[Items drawn from a dataset]

** Start **

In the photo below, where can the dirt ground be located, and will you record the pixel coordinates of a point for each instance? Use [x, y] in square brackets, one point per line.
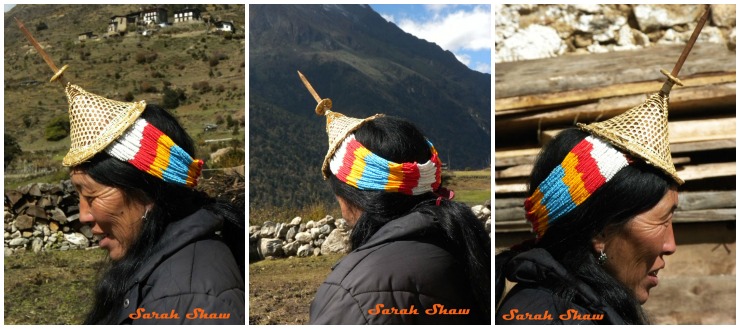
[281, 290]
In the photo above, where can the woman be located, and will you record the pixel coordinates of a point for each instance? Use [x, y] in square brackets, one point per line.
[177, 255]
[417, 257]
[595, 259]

** End **
** Start **

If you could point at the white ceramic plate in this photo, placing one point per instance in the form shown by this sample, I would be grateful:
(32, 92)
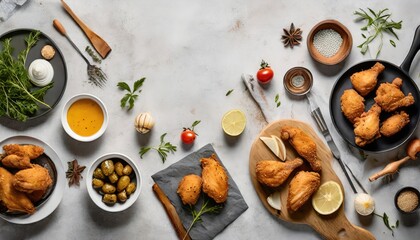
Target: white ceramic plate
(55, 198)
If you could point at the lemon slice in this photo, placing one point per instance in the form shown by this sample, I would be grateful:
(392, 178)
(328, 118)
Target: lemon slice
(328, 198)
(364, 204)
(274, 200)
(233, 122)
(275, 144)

** End **

Gather every line in the rows above that contains the string "photo" and copy each one out in full. Case counts when matching.

**The output:**
In the photo below, where can the dirt ground be located, and will you record the pixel coordinates of a point for each instance? Use [x, y] in square brackets, one point per line.
In the photo above, where can the woman be located, and will you record the pixel coordinates of a point for each instance? Use [x, y] in square brackets, one point per line.
If you could point at the white ceramic plate in this photo, placing one point per instance in the form shown by this sample, I would be grateful:
If you could point at the lemon slice in this photo, placing one point per instance in the form shown by this sample, I would be grateful:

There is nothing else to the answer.